_QUOTED PASSAGE_:
+++

New CBO Report Shows America’s Finances are Increasingly Untenable

The media reporting about the Congressional Budget Office’s latest “Budget and Economic Outlook” has been, in a word: maddening.

Nearly every mainstream source of information cherry picked the report to argue that the budget deficit was falling swiftly.

“Solid economic growth will help the federal budget deficit shrink this year to its lowest level since President Barack Obama took office,” the Associated Press reported.

“Lower government spending and the improving economy are driving down the annual deficit, the CBO reported, with the shortfall for the year projected to be 2.6 percent of gross domestic product, the lowest level since 2007,” Rebecca Shabad wrote for The Hill.

“The federal budget deficit will fall in 2015, the sixth consecutive year of decreases relative to the overall economy, according to new figures by the Congressional Budget Office,” Bill Chappell wrote for NPR. “The estimate for 2015 stands at $468 billion, a modest improvement on the 2014 budget deficit of $483 billion.”

The list could go on ad infinitum. But by focusing solely on the falling deficit this year the media missed the real story splashed across the pages of the CBO report – that over the next decade deficits will begin to soar out of control.

“The deficit in 2025 is projected to be $1.1. trillion, or 4.0 percent of GDP, and cumulative deficits over the 2016-2025 period are projected to total $7.6 trillion,” the CBO explains on the first page of its report.

Although the reporting chose to focus on the one year blip in deficits, creating the impression that we are on a path toward budget sustainability, the CBO argues the exact opposite.

“When CBO last issued long-term budget projections, it project that, under current law, debt would exceed 100 percent of GDP 25 years from now and would continue on an upward trajectory thereafter—a trend that could not be sustained,” writes the CBO.

Unlike recent years where the spiking deficits could be blamed on one-time increases in spending, the CBO report shows that our long-term debt problems can be blamed on a badly broken entitlement system.

“The aging of the population, the rising costs of health care, and the expansion in federal subsidies for health insurance that is now under way will substantially boost federal spending on Social Security and the governments major health care programs relative to GDP,” the report says.

+++

_DATA UNDER STUDY_:

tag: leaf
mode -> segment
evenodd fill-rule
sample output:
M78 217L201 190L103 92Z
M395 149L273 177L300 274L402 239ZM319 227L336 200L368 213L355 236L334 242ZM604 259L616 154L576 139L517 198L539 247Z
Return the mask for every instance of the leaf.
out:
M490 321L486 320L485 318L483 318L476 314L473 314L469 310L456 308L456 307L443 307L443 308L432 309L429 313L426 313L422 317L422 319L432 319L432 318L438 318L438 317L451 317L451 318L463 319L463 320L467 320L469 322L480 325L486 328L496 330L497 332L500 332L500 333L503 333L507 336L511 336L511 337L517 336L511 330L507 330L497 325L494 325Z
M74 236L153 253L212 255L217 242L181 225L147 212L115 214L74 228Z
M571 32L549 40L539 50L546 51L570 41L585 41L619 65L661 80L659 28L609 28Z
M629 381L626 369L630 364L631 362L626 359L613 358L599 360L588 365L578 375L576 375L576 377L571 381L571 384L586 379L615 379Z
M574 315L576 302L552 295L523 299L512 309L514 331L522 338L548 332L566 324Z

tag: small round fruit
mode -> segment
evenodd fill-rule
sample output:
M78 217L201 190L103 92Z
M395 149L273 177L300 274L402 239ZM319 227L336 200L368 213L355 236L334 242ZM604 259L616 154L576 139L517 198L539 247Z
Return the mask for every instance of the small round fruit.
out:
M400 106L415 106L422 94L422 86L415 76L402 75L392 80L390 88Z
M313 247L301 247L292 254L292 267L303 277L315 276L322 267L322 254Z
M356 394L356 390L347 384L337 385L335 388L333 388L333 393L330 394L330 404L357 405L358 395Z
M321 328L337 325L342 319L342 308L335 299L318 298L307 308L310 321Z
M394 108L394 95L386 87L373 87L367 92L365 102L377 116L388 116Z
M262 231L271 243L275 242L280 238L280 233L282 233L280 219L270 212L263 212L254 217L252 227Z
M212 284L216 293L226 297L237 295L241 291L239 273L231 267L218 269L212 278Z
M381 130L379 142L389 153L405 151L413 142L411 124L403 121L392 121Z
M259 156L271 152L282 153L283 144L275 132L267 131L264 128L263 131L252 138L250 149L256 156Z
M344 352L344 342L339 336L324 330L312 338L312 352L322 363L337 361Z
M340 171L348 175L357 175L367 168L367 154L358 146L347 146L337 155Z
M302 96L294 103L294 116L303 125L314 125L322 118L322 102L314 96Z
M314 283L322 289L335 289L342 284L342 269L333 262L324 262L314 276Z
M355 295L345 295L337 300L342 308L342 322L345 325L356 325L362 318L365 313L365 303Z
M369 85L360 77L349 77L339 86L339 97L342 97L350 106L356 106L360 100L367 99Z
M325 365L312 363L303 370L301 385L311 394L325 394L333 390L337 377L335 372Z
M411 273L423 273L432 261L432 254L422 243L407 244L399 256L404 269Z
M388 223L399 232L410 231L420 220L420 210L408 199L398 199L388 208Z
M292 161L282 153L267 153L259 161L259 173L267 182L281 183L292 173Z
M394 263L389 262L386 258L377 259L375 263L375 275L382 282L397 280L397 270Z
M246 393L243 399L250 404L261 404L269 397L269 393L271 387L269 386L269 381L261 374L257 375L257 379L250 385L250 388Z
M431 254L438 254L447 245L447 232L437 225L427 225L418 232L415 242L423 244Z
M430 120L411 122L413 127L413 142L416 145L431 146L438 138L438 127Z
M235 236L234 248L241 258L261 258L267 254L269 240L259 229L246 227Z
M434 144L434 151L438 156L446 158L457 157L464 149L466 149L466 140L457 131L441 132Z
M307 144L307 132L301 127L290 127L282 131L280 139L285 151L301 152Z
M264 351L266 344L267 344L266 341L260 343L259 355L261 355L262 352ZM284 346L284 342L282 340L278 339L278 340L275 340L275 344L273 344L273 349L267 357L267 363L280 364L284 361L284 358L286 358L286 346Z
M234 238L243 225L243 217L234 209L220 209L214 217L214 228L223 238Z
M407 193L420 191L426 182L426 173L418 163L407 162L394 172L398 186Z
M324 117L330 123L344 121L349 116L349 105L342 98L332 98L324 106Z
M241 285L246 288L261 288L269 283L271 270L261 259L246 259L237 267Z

+++

_TASKS AND EXERCISES_:
1) Print the text of the article on the CBO budget outlook exactly, starting at "The list could" and ending at "the exact opposite.".
2) In the article on the CBO budget outlook, what total are cumulative deficits over the 2016-2025 period projected to reach?

_RESPONSES IN ORDER_:
1)
The list could go on ad infinitum. But by focusing solely on the falling deficit this year the media missed the real story splashed across the pages of the CBO report – that over the next decade deficits will begin to soar out of control.

“The deficit in 2025 is projected to be $1.1. trillion, or 4.0 percent of GDP, and cumulative deficits over the 2016-2025 period are projected to total $7.6 trillion,” the CBO explains on the first page of its report.

Although the reporting chose to focus on the one year blip in deficits, creating the impression that we are on a path toward budget sustainability, the CBO argues the exact opposite.

2) $7.6 trillion